_Required task_
Copy out all of the material below line for line, with no changes, and leave the pictures out of your answer.

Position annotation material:
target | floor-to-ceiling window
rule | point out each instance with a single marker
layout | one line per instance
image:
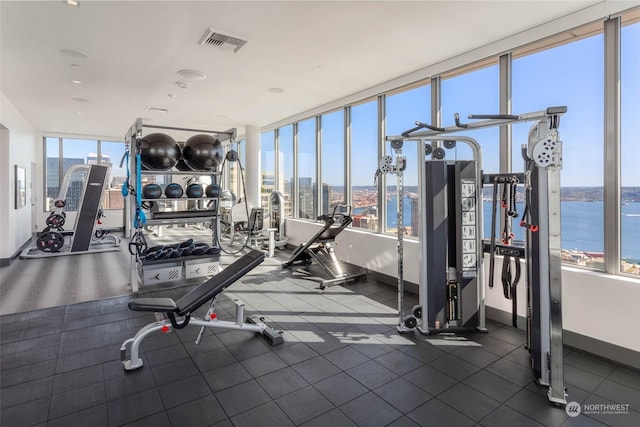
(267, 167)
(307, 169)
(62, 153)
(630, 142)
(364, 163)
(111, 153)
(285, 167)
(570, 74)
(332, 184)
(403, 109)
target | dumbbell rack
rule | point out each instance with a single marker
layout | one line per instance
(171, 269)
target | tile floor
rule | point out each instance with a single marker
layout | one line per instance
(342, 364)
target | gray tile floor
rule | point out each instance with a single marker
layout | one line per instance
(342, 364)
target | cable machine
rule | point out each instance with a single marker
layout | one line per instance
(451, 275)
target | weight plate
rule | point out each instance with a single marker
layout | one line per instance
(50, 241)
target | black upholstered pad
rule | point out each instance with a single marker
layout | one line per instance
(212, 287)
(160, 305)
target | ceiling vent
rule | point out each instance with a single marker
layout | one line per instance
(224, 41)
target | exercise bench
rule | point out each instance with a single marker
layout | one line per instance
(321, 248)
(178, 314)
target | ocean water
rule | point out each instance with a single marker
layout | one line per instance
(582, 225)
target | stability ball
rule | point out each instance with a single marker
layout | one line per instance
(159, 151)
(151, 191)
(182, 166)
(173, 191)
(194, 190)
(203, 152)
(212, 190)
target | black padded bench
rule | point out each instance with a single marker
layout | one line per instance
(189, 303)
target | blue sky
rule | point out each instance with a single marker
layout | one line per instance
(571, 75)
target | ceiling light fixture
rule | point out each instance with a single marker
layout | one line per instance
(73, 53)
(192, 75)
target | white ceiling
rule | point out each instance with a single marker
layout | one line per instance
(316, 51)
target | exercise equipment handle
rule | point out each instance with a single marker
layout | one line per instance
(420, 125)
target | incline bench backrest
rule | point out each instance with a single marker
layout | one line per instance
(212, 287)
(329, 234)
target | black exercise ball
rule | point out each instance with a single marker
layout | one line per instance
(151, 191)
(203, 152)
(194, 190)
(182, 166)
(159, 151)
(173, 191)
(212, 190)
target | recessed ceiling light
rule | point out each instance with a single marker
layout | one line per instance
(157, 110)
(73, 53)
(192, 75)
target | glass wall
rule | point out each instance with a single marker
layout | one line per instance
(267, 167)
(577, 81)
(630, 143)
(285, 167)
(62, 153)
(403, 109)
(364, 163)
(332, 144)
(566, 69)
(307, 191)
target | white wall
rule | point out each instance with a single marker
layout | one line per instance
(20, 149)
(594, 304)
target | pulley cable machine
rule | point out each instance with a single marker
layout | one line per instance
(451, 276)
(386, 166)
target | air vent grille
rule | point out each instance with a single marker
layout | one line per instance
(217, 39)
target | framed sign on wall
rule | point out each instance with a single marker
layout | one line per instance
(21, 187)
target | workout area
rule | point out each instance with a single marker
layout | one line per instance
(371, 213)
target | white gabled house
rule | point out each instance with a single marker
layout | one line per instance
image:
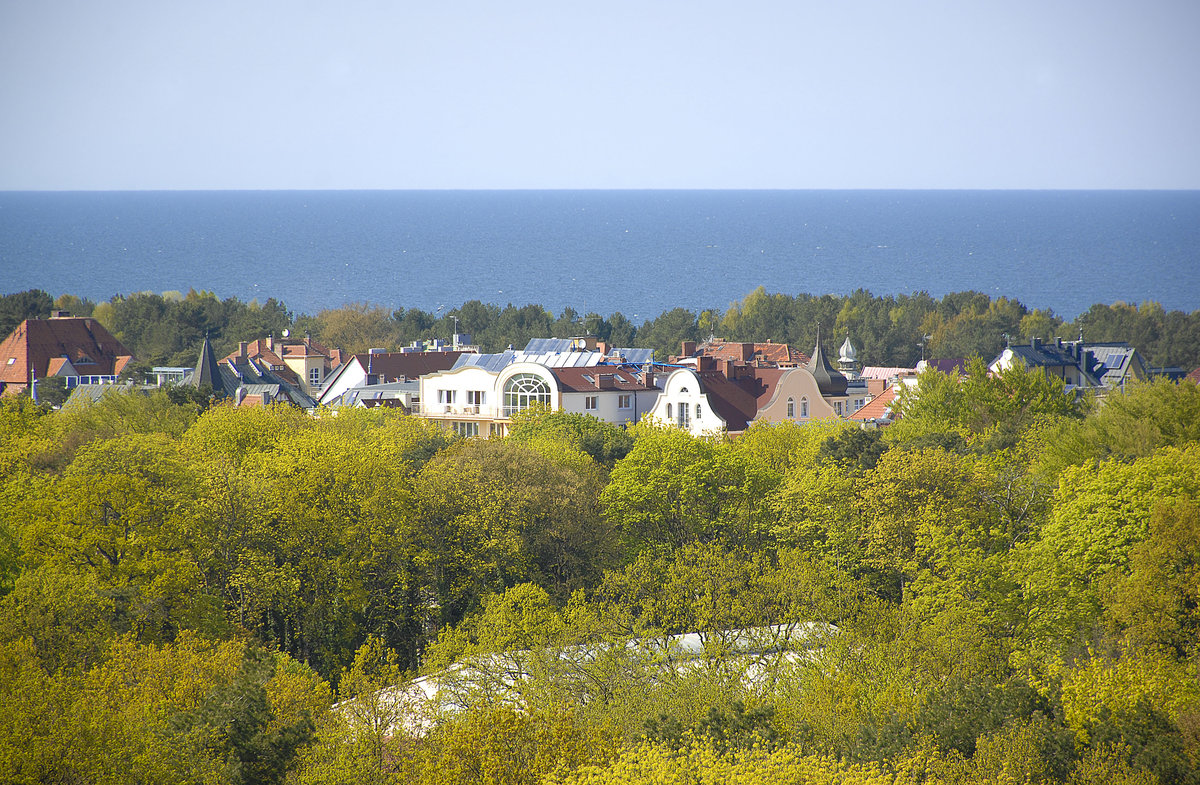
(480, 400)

_Correct response_
target | floor-to-ceiling window
rule | point out each instance with a single marker
layout | one line per instance
image:
(267, 167)
(307, 169)
(62, 153)
(630, 142)
(364, 163)
(111, 153)
(285, 167)
(570, 74)
(332, 184)
(403, 109)
target | dumbbell rack
rule | point out each instance with a single marker
layout | one line per instance
(171, 269)
target | tile floor
rule | point out each instance with a single marker
layout | one line per instance
(342, 364)
target | gray tile floor
rule | point out each instance with a single marker
layout | one line per instance
(342, 364)
target | cable machine
rule | point out each instance with a single marker
layout | one line per instance
(451, 275)
target | weight plate
rule | point out each instance with a single marker
layout | one line per instance
(50, 241)
target | black upholstered pad
rule | point out each instance with a single marker
layout | one line per instance
(212, 287)
(160, 305)
target | ceiling vent
rule | point out each instance with a single marker
layout | one line per instance
(224, 41)
target | exercise bench
rule | point out each instance with a single marker
layout | one line per instance
(321, 248)
(178, 314)
target | ocean water
rule | point out each instance with a single marker
layout | one line per instance
(582, 225)
target | stability ball
rule | point out each instance with a single marker
layout | one line per instance
(159, 151)
(151, 191)
(182, 166)
(173, 191)
(194, 190)
(203, 152)
(212, 190)
target | black padded bench
rule | point out each instance with a single marker
layout | one line per instance
(189, 303)
target | blue sky
rule | point out each instance with a single marker
layout | one line per instance
(571, 75)
target | ceiling light fixture
rule | point out each instance with a single marker
layout | one line per instance
(73, 53)
(192, 75)
target | white ceiling
rule | point out each instance with a single marker
layout | one line per instance
(316, 51)
target | exercise equipment handle
rule | point out each instance with a single marker
layout | one line per instance
(420, 125)
target | incline bench backrest
rule | point out each instance with a single marker
layout | one line per instance
(212, 287)
(329, 234)
target | black exercise ball
rule | point out each instance with a single marker
layout | one line per instance
(151, 191)
(203, 152)
(194, 190)
(182, 166)
(159, 151)
(173, 191)
(212, 190)
target | recessed ceiling light
rule | point out each instance with a single marker
layout | one line per instance
(157, 110)
(73, 53)
(192, 75)
target | glass wall
rule | point out each instance with a single marker
layout | one line per instance
(267, 167)
(577, 81)
(630, 143)
(285, 167)
(62, 153)
(403, 109)
(364, 163)
(332, 144)
(566, 69)
(307, 191)
target | white wall
rule | point out each instance with a single marker
layout | one line per instance
(20, 149)
(594, 304)
target | pulley cable machine
rule | point out each instance with a single marker
layout | one line per instance
(451, 276)
(386, 166)
target | air vent grille
rule | point out each instance with a single marker
layout | one line per instance
(217, 39)
target | framed sign on wall
rule | point out each instance with a single marker
layout | one line per instance
(21, 187)
target | workout area
rule | point out each instance with a single marker
layout | one line per instance
(371, 213)
target | white gabled house
rule | point out each instance with a single marker
layout | one line per instance
image:
(480, 400)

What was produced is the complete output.